What needs to be done — Reproduce the material below in full, changing every occurrence of "goalkeeper" to "keeper" and keeping all other text unchanged.

BEGIN Dataset records

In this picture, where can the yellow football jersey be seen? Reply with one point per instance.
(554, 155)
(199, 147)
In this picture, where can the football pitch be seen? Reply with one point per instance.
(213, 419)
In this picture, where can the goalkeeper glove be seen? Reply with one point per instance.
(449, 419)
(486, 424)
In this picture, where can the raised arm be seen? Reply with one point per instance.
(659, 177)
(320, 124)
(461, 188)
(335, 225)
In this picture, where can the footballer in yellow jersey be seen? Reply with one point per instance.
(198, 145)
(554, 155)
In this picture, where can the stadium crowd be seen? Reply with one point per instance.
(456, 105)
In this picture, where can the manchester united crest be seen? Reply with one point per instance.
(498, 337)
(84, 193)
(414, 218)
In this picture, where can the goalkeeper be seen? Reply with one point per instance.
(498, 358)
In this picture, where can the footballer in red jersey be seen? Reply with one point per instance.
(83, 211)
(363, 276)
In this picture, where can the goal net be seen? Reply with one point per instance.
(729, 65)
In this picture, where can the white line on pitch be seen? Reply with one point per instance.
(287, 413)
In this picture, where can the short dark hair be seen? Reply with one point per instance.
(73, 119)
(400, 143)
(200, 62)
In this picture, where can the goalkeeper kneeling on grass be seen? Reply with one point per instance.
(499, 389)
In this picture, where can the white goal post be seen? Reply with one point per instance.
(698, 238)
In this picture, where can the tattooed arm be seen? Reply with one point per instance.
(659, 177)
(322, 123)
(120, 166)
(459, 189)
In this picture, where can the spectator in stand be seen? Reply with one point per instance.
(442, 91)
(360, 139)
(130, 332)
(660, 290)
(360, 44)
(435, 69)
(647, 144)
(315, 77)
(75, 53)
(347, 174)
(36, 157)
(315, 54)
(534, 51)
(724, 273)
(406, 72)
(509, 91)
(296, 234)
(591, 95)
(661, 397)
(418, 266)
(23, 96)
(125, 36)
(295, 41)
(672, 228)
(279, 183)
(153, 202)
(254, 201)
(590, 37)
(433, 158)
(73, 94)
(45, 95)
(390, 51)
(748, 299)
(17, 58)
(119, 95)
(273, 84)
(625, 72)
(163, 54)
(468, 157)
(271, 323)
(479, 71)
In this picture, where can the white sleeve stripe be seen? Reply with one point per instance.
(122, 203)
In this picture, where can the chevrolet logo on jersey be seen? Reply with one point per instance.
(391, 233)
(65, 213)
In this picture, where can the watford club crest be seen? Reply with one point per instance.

END Dataset records

Task output —
In this picture, where can the yellow football jersey be seen? Reply with one point per instance.
(554, 155)
(199, 147)
In this picture, where can the football pitch be seen? Reply with one point per instance.
(213, 419)
In this picture, where can the keeper glove be seen? Reply with one point per instance.
(449, 419)
(486, 424)
In this picture, where can the raised arm be seen? Reply with one point per instance.
(659, 177)
(320, 124)
(461, 188)
(335, 225)
In this picture, where can the footballer in yellow jersey be seen? Reply with one point per instance.
(198, 145)
(554, 155)
In this picture, where can the stadium crowd be seen? Reply with one point per instance.
(456, 105)
In this picture, where can the manchester united crest be seen? Reply with one point per instance.
(498, 337)
(84, 193)
(414, 218)
In this picture, where can the keeper be seen? Reply with one point per instance.
(498, 358)
In this picture, where can the footballer in red jersey be seen? Reply with one point per instance.
(83, 211)
(363, 276)
In this picture, where can the goal net be seen? Reply with one point per instance.
(729, 65)
In this picture, where can the white line on pitch be seen? Reply with one point per instance.
(287, 413)
In this picture, where can the short dark hair be seen? Reply with one point per instance.
(73, 119)
(400, 143)
(200, 62)
In this picture, where can the keeper kneeling on grass be seen? Reply with one point per instance.
(499, 389)
In this picture, where can the white goal post be seen? Reply with one point per instance.
(698, 238)
In this picture, where can the tattooed arm be seen? Reply with one point per instance.
(659, 177)
(322, 123)
(120, 166)
(459, 189)
In this picture, where can the spectator in stand be seen? Reply with one point per instance.
(442, 91)
(360, 139)
(130, 332)
(660, 290)
(360, 44)
(435, 69)
(647, 144)
(315, 77)
(75, 53)
(347, 174)
(36, 157)
(315, 54)
(534, 51)
(724, 273)
(406, 72)
(509, 91)
(296, 234)
(591, 95)
(661, 397)
(418, 266)
(23, 96)
(125, 36)
(295, 41)
(672, 228)
(279, 183)
(153, 202)
(254, 201)
(590, 37)
(433, 158)
(73, 94)
(45, 95)
(390, 51)
(748, 299)
(17, 58)
(119, 95)
(273, 84)
(625, 72)
(163, 54)
(468, 157)
(271, 323)
(479, 71)
In this picture, where can the white sleeve stripe be seen? Reply with one point per instance.
(122, 203)
In this picture, where can the chevrolet logo on jersey be seen? Reply with one point per instance.
(391, 233)
(65, 213)
In this picture, where can the watford club crest be seen? Reply with one point per instance.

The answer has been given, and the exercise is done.